— Task goal —
Locate every line in the items below that contains the word "arena", treating uppercase and lowercase as different, and copy each of those lines.

— Pointing dataset records —
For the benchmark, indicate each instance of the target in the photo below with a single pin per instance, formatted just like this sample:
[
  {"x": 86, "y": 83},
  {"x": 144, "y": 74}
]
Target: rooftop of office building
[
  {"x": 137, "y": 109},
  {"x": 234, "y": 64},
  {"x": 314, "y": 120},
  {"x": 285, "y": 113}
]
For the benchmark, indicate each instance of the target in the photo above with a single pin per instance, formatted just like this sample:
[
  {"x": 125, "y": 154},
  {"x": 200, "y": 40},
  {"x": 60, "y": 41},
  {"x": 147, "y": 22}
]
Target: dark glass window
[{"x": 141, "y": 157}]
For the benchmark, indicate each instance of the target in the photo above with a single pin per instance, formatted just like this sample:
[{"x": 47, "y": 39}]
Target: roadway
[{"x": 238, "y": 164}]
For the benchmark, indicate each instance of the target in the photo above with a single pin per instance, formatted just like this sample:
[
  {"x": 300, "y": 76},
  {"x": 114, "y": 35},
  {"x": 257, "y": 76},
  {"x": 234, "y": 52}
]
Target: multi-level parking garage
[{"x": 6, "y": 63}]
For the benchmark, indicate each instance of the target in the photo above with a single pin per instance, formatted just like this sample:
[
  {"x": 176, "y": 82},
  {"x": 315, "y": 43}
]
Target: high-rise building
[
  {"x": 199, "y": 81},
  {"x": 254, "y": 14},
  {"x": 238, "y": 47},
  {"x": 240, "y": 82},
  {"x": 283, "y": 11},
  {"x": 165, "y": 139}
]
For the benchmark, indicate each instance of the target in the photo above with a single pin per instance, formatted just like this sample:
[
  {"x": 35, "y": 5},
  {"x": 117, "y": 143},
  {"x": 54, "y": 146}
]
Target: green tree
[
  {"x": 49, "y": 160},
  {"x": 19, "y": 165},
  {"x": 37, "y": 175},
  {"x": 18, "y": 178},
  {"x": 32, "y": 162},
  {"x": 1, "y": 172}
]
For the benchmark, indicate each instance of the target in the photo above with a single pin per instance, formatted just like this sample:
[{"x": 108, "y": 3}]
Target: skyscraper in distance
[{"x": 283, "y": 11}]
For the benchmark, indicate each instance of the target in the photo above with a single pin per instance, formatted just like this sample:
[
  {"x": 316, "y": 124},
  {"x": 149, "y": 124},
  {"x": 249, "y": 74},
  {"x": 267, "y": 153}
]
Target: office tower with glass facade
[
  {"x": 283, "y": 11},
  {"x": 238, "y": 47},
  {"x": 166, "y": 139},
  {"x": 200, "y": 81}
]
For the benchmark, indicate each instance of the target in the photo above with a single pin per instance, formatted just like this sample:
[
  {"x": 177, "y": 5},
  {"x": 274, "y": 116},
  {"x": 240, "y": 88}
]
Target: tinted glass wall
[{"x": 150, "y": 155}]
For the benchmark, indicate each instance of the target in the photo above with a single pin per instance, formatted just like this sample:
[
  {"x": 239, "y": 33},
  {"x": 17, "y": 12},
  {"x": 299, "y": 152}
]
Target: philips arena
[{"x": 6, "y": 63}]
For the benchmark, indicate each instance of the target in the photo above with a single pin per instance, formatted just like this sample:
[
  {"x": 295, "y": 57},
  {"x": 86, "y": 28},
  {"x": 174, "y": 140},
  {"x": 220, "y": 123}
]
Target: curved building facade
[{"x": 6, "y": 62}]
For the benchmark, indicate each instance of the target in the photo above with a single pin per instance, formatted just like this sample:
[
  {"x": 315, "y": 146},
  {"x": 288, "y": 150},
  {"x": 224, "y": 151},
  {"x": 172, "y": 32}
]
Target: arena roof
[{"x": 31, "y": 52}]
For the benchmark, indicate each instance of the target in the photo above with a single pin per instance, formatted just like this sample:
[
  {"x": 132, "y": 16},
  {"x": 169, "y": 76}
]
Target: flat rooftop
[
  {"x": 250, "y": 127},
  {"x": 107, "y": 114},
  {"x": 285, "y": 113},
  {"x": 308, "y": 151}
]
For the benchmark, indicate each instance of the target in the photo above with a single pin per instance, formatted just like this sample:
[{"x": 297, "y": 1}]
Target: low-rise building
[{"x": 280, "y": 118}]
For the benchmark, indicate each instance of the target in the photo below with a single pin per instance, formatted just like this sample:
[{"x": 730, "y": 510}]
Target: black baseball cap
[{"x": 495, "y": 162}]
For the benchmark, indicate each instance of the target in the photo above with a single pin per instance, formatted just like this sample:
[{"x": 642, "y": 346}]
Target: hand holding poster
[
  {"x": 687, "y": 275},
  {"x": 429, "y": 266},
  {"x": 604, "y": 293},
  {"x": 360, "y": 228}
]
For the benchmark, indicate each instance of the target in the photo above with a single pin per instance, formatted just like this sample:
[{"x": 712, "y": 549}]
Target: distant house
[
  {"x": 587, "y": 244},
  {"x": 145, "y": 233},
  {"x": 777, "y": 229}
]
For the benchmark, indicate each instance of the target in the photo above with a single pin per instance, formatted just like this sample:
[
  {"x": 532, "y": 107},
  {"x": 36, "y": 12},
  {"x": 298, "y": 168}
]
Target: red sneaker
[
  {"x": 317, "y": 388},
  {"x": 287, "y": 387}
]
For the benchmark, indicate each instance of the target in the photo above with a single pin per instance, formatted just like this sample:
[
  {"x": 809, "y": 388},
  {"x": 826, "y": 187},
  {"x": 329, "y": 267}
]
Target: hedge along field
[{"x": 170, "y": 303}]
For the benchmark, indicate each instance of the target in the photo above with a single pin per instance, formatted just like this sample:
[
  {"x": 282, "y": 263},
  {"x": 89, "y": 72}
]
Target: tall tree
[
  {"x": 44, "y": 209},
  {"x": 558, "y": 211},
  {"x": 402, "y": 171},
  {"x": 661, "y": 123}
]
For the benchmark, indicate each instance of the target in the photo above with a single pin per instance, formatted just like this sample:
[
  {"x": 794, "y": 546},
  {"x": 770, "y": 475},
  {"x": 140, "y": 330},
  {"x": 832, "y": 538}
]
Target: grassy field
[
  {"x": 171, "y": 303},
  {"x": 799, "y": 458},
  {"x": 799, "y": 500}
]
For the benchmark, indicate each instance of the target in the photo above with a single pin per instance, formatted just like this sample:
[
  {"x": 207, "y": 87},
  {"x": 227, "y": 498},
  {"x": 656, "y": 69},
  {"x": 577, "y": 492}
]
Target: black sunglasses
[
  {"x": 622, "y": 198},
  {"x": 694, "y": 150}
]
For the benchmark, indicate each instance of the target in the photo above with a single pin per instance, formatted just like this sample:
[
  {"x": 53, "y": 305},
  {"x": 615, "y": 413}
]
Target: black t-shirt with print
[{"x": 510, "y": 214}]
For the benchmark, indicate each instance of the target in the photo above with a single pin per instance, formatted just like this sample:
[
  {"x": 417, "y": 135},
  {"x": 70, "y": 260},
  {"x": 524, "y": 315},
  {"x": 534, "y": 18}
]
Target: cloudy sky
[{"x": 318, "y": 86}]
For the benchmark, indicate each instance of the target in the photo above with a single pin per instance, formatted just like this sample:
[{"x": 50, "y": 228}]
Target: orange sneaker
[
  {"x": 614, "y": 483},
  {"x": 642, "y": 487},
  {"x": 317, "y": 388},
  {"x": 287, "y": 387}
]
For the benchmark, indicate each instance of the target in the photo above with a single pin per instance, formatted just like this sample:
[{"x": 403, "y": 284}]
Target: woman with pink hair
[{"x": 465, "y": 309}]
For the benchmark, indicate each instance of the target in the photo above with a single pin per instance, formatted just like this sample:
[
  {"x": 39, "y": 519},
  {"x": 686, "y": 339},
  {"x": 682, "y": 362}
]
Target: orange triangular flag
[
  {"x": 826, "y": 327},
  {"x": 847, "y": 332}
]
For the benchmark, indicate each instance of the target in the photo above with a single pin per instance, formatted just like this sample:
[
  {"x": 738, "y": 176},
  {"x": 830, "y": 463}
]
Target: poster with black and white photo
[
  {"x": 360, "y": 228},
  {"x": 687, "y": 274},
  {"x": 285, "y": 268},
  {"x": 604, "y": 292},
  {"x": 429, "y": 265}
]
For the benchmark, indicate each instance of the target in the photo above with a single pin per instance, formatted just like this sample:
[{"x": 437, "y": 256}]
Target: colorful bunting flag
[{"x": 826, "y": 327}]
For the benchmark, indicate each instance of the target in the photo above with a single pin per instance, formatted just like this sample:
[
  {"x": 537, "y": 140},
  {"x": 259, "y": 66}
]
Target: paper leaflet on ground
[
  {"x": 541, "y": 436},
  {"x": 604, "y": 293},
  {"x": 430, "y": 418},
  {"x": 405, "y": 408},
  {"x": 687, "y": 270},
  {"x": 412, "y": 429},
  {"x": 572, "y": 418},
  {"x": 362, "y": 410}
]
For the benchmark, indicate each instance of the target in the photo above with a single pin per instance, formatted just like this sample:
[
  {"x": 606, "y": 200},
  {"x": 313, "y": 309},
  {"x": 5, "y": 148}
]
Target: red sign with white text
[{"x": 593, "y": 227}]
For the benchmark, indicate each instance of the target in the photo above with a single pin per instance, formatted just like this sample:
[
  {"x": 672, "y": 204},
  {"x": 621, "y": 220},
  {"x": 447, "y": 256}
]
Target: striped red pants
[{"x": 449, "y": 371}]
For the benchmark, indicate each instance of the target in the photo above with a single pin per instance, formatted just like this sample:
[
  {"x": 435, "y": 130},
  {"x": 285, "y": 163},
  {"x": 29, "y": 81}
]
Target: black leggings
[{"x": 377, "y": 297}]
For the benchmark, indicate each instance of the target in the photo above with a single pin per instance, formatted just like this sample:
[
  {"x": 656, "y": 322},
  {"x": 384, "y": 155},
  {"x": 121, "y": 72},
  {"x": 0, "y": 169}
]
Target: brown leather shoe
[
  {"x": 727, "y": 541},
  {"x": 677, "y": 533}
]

— Solution for this exercise —
Target: philips arena
Target: arena roof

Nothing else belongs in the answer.